* _Input for this task_
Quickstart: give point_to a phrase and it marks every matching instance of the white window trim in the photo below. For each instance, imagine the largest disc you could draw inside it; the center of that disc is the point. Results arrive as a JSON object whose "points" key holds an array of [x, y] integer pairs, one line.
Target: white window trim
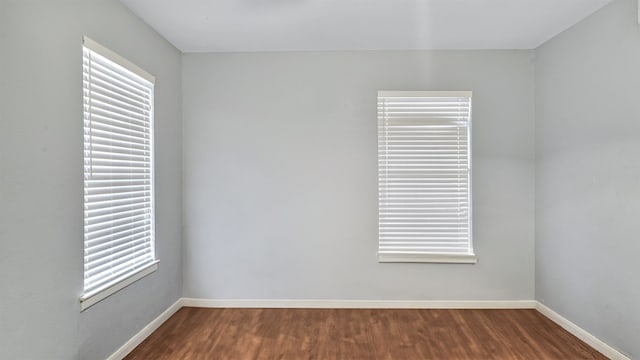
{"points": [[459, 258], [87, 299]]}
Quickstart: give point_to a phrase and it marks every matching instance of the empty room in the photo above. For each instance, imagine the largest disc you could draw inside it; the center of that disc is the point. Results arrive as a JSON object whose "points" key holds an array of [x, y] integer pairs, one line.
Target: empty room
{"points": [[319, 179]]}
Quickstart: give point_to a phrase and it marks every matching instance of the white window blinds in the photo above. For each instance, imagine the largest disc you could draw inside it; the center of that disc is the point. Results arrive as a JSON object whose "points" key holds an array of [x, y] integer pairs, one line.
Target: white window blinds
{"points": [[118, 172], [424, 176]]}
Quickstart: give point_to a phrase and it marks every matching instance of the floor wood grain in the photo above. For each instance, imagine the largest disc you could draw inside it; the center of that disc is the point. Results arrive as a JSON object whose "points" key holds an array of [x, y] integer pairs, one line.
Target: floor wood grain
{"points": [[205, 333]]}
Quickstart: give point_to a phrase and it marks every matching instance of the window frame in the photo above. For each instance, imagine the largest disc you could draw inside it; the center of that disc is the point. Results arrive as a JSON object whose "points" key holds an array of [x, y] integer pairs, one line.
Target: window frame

---

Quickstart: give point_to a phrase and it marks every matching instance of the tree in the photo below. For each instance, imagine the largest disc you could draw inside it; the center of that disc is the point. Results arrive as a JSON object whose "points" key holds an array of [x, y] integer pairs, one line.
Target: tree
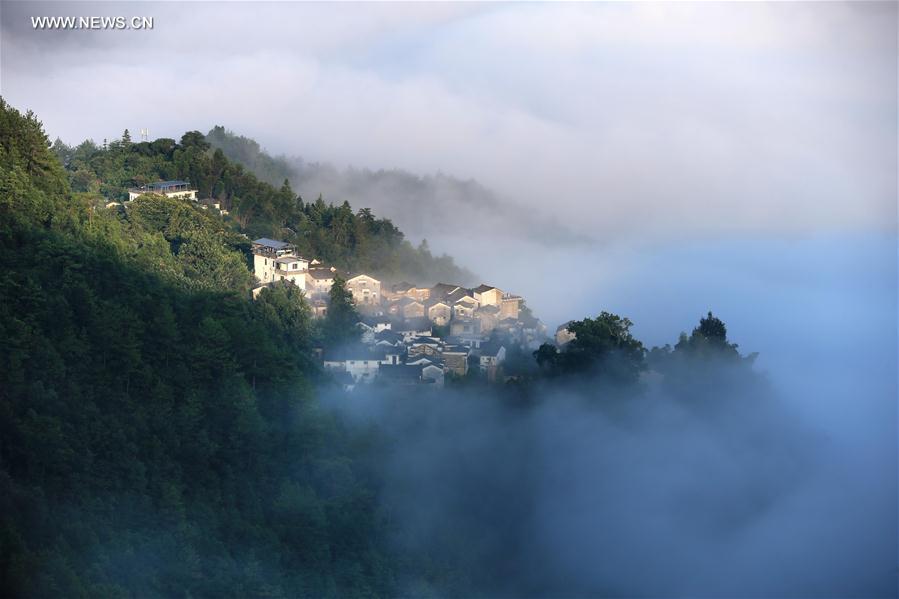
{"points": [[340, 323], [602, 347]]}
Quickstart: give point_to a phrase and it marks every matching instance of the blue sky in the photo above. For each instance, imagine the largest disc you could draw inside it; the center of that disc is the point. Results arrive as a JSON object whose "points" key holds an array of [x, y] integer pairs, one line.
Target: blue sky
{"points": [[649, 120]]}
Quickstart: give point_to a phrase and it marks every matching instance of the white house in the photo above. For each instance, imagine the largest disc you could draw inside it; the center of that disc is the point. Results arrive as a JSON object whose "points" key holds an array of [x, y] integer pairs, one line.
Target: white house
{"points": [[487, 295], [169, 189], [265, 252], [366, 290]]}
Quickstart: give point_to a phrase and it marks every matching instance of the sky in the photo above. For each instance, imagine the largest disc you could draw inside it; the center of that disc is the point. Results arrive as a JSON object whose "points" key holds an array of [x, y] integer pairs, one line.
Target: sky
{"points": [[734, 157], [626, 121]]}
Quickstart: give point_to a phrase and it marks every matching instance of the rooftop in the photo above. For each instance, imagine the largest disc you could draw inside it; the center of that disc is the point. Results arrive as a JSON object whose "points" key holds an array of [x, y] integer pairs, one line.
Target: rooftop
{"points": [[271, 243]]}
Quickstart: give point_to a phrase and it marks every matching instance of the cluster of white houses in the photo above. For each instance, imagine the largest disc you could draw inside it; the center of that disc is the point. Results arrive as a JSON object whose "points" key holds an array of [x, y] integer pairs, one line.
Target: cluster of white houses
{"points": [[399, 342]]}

* _What is asked_
Copy the items above, everything from the line containing "window trim in" down to the line containing "Target: window frame", with both of those lines included and nothing more. Leave the pictures out.

* _Correct answer_
Quickstart: give point_to a phrase and it marks every matching instance of the white window trim in the photo below. For each instance, imagine the largest disc you could draw inside it; the center of that disc is the point. Results arrive as a JSON object whose "points" key holds an array of [x, y] integer pairs, one line.
Target: white window trim
{"points": [[459, 258], [87, 299]]}
Quickstart: give point_to a phrase and it marks every matching instance of the empty room in the photo above. For each instance, imagine the largest disc you could draw inside it; the center of that disc is the point. Results arrive as a JSON object whose "points" key holds an array of [x, y] integer pairs, one line.
Target: empty room
{"points": [[319, 179]]}
Quickstart: give point_to a phrase and it marks every matching instance of the white window blinds in the photo above. For each instance, imagine the largest disc you could draw inside it; the center of that disc is the point. Results arrive as a JSON object whose "points" key holds an array of [x, y] integer pairs, one line.
Target: white window blinds
{"points": [[118, 172], [424, 176]]}
Quickstart: give point_to a phrase and it marks every matching instance of the floor wood grain in the photo above. For each instance, imagine the largest disc you could draw inside it; the center of that disc is the point. Results arrive as a JSON object whose "points" key holds an array of [x, y] integer pairs, one line.
Target: floor wood grain
{"points": [[205, 333]]}
Quickstart: give point_to a phrase and it marks every matching instance of the window frame in the photo above. For each instance, imagine the largest disc you could draw inside it; the center of that disc is the point. Results arrive as a JSON object whose "points" key holds an array of [x, y] integer pairs, one line.
Target: window frame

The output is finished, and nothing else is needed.